* **Passage**
----------------

Signed-off-by: Christoph Hellwig <hch@lst.de>
---
block/Makefile | 2 +-
block/blk-mq-cpumap.c | 120 -------------------------------------------------
block/blk-mq.c | 68 +++++++++++++++++++++++++---
block/blk-mq.h | 8 ----
include/linux/blk-mq.h | 1 +
5 files changed, 65 insertions(+), 134 deletions(-)
delete mode 100644 block/blk-mq-cpumap.c
diff --git a/block/Makefile b/block/Makefile
index 9eda232..aeb318d 100644
--- a/block/Makefile
+++ b/block/Makefile
@@ -6,7 +6,7 @@ obj-$(CONFIG_BLOCK) := bio.o elevator.o blk-core.o blk-tag.o blk-sysfs.o \
blk-flush.o blk-settings.o blk-ioc.o blk-map.o \
blk-exec.o blk-merge.o blk-softirq.o blk-timeout.o \
blk-lib.o blk-mq.o blk-mq-tag.o \
- blk-mq-sysfs.o blk-mq-cpu.o blk-mq-cpumap.o ioctl.o \
+ blk-mq-sysfs.o blk-mq-cpu.o ioctl.o \
genhd.o scsi_ioctl.o partition-generic.o ioprio.o \
badblocks.o partitions/
diff --git a/block/blk-mq-cpumap.c b/block/blk-mq-cpumap.c
deleted file mode 100644
index d0634bc..0000000
--- a/block/blk-mq-cpumap.c
+++ /dev/null
@@ -1,120 +0,0 @@
-/*
- * CPU <-> hardware queue mapping helpers
- *
- * Copyright (C) 2013-2014 Jens Axboe
- */
-#include <linux/kernel.h>
-#include <linux/threads.h>
-#include <linux/module.h>
-#include <linux/mm.h>
-#include <linux/smp.h>
-#include <linux/cpu.h>
-
-#include <linux/blk-mq.h>
-#include "blk.h"

----------------

(Excerpts of pointing data)

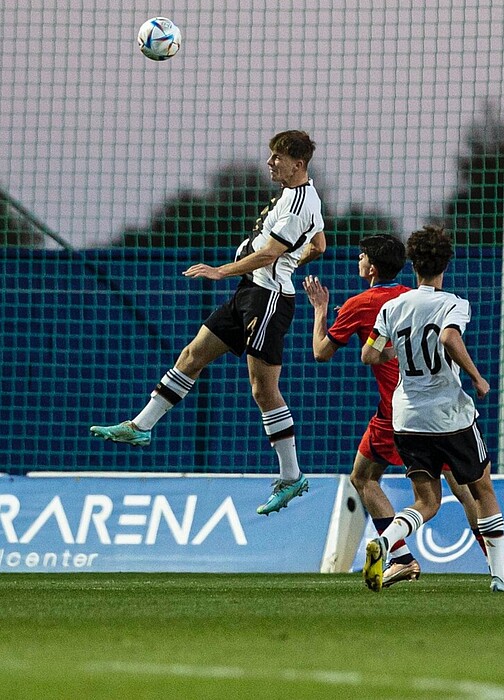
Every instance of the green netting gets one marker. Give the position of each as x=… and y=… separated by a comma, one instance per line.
x=117, y=172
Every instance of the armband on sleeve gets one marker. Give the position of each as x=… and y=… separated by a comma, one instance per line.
x=377, y=343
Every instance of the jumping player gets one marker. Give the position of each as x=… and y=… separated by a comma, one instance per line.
x=255, y=320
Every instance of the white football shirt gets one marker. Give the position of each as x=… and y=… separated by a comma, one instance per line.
x=293, y=219
x=429, y=397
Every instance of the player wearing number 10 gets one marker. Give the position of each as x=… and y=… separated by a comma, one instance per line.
x=434, y=419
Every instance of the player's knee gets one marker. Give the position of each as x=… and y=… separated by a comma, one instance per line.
x=358, y=481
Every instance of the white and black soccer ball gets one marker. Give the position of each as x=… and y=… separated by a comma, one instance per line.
x=159, y=39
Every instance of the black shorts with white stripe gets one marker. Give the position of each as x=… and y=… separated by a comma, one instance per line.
x=255, y=320
x=464, y=451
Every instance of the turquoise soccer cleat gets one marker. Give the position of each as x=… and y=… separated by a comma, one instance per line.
x=283, y=493
x=123, y=432
x=372, y=572
x=497, y=585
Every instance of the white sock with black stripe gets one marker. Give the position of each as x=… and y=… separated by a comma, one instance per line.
x=404, y=524
x=492, y=531
x=279, y=428
x=172, y=388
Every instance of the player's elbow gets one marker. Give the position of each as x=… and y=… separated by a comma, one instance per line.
x=369, y=356
x=318, y=245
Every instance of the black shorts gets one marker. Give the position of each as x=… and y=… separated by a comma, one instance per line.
x=254, y=320
x=464, y=452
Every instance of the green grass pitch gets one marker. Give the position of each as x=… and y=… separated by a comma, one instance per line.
x=220, y=636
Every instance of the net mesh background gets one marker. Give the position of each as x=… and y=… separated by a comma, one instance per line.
x=118, y=172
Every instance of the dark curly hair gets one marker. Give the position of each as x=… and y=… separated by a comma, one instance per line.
x=430, y=250
x=386, y=252
x=296, y=144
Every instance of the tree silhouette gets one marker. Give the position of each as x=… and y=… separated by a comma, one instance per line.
x=236, y=196
x=355, y=223
x=475, y=212
x=15, y=229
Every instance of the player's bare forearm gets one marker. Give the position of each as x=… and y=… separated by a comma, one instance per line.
x=314, y=249
x=318, y=295
x=260, y=258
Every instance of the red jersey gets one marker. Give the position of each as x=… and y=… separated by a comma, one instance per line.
x=358, y=315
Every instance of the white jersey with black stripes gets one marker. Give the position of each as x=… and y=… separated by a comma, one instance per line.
x=429, y=397
x=293, y=219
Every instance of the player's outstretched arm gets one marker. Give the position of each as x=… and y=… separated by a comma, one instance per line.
x=318, y=295
x=261, y=258
x=315, y=248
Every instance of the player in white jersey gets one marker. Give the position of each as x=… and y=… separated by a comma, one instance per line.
x=434, y=419
x=288, y=233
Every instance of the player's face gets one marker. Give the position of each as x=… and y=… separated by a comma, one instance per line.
x=364, y=266
x=283, y=168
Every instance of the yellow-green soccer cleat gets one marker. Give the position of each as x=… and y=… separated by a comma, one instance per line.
x=395, y=572
x=376, y=551
x=283, y=493
x=123, y=432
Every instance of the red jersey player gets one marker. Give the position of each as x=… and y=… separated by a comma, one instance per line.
x=381, y=259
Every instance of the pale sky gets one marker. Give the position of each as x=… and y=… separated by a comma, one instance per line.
x=94, y=136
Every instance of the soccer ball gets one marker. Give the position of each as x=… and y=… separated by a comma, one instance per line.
x=159, y=38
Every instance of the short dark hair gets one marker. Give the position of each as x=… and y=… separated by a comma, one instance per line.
x=430, y=250
x=296, y=144
x=386, y=252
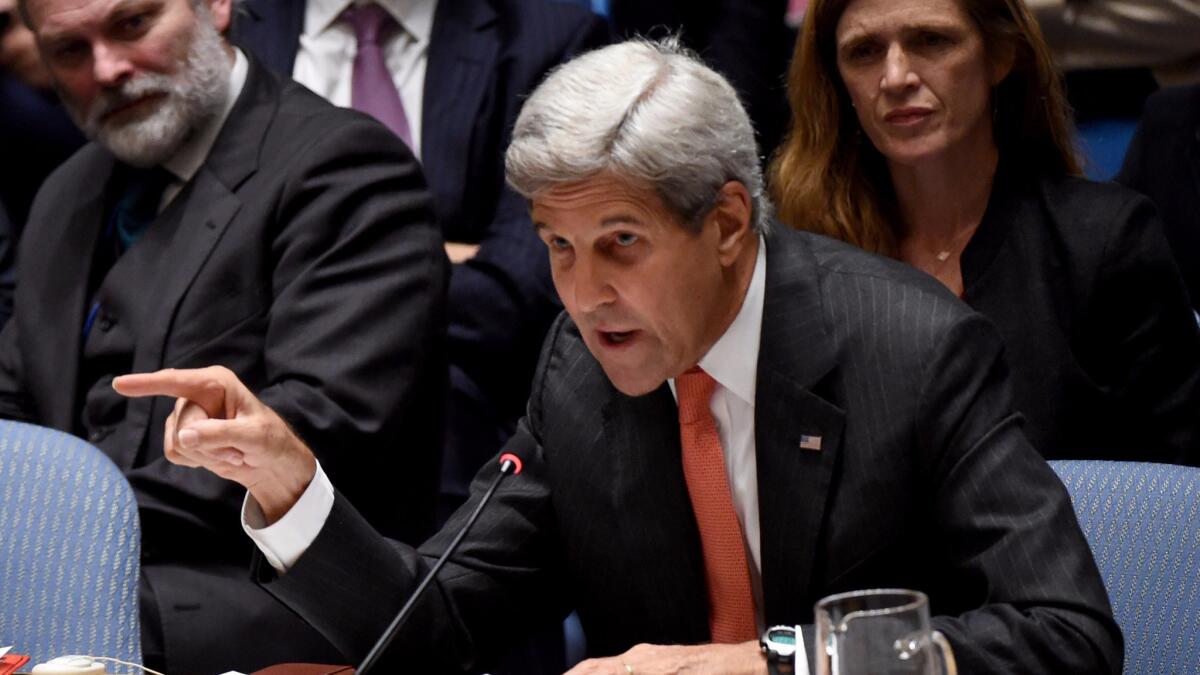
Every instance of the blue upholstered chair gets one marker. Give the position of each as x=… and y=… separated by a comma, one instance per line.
x=1143, y=521
x=69, y=548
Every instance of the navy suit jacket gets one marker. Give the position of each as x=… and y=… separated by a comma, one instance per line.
x=485, y=57
x=923, y=481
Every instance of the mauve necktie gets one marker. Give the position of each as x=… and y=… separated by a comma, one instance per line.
x=730, y=599
x=372, y=88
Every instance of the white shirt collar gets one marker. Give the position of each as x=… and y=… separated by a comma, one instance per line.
x=415, y=16
x=738, y=346
x=189, y=159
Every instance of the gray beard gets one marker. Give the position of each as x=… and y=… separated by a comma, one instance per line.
x=193, y=96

----------------

According to the patch summary, how many files were changed, and how many insertions and deletions were made? These rows are separate material and have no connection to the patch above.

* **Expected answer**
Five files were changed, with 65 insertions and 134 deletions.